§ **DATA PROVIDED**:
===

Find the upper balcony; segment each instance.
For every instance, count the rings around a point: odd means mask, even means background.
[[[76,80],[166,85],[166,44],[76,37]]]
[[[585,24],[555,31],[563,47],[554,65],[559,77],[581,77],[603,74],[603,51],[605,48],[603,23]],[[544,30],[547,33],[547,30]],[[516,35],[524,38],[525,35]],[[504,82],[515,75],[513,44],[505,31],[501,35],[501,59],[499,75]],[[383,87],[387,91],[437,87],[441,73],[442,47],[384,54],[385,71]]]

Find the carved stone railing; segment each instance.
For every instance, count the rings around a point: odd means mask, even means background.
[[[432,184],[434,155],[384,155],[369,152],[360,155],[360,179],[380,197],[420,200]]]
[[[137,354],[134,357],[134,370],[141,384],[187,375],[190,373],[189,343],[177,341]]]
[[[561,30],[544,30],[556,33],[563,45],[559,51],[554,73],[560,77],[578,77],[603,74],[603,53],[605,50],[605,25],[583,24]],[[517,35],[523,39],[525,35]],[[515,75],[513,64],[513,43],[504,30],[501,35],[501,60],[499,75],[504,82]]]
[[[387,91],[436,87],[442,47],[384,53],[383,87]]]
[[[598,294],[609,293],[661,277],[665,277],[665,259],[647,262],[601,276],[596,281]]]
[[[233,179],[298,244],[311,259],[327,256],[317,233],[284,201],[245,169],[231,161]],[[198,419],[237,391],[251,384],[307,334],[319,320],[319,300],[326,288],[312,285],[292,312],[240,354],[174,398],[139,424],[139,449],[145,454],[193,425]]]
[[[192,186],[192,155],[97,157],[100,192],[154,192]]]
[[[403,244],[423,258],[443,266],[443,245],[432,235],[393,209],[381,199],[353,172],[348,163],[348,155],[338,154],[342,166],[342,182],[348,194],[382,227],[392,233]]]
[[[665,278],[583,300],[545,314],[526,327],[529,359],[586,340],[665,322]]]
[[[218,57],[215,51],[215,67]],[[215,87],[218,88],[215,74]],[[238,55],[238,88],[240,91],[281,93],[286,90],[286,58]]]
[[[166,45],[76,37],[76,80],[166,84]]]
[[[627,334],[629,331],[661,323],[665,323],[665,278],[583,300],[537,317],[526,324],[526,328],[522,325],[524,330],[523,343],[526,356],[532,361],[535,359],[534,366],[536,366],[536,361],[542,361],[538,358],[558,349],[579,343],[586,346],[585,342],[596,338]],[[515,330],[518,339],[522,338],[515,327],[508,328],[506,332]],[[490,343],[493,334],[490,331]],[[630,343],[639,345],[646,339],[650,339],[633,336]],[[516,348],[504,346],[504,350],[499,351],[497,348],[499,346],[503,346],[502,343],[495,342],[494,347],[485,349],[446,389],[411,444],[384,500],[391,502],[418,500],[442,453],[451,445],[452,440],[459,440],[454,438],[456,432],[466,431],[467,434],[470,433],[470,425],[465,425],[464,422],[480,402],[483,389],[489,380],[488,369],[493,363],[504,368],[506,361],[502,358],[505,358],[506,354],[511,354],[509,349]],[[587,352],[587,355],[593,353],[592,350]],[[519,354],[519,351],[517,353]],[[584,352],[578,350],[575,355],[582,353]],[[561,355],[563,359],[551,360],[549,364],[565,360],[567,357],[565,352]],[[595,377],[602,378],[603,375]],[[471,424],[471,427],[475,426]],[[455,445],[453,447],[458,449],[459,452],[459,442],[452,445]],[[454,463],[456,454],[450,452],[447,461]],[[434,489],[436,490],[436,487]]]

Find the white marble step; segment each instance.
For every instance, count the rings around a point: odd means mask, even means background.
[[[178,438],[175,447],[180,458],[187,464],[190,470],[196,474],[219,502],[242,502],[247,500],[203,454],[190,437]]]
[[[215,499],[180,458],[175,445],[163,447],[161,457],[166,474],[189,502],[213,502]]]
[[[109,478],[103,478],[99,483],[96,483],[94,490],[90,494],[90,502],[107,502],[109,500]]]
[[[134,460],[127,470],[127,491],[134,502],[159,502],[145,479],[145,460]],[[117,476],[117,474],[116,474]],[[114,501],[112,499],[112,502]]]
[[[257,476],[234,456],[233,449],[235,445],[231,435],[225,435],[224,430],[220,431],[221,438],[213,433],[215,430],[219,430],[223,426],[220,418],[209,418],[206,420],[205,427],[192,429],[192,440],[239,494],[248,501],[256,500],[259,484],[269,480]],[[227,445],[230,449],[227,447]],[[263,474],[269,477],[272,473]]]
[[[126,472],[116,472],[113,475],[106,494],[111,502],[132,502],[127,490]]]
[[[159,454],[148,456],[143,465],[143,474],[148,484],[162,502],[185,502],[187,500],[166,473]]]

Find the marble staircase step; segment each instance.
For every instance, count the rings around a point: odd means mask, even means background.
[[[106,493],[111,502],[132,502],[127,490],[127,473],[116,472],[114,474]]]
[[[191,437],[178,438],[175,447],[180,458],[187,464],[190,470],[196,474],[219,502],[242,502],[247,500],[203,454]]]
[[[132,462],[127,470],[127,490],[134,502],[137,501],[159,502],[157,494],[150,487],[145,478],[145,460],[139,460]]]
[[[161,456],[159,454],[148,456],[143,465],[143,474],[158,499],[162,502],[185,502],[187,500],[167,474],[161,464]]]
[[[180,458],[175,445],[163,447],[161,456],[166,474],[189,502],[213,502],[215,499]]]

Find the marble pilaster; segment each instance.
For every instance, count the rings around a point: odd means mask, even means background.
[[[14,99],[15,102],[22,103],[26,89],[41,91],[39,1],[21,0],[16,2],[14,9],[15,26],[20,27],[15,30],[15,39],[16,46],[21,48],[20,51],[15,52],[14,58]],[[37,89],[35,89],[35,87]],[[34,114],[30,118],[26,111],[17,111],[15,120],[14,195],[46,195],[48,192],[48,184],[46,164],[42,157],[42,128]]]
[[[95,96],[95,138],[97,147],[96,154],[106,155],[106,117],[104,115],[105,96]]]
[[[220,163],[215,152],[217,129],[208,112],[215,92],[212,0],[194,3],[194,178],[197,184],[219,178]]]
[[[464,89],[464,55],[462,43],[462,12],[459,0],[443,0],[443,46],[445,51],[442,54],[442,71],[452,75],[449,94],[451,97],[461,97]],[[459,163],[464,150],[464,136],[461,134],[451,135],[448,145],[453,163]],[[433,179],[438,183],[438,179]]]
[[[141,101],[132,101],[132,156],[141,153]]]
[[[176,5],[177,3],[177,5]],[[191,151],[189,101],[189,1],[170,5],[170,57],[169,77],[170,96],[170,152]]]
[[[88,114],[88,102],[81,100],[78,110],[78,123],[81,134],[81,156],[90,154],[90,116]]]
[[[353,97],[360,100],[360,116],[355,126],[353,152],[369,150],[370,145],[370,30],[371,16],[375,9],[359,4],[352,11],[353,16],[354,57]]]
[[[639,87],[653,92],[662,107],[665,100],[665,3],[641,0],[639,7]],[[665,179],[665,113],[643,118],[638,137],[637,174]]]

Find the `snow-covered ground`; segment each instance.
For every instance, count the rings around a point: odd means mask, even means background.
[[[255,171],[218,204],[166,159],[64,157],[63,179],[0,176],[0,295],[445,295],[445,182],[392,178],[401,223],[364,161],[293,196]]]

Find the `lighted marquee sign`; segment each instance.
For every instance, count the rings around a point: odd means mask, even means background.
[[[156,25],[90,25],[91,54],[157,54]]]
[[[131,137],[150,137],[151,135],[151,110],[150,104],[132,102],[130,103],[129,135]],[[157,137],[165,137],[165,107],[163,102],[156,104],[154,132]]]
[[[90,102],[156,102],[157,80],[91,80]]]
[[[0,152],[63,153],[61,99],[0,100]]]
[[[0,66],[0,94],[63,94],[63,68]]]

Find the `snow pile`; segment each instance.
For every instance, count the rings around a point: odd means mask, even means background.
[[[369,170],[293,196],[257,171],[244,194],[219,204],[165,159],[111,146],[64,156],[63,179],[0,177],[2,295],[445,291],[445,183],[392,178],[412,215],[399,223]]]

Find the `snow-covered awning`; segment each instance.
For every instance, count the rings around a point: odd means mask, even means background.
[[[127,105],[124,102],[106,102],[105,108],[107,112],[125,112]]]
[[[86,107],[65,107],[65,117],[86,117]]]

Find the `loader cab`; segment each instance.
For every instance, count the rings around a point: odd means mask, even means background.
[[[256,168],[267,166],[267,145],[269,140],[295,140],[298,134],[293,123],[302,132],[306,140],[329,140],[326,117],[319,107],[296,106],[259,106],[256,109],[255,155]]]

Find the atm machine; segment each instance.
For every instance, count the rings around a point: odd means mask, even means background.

===

Repeat exactly the lines from the one containing "Find the atm machine; segment each instance." through the last line of the records above, both included, and nothing else.

§ **RESULT FOR THIS TASK**:
Find the atm machine; segment each instance.
For every instance, count the rings around a point: odd means mask, even means background.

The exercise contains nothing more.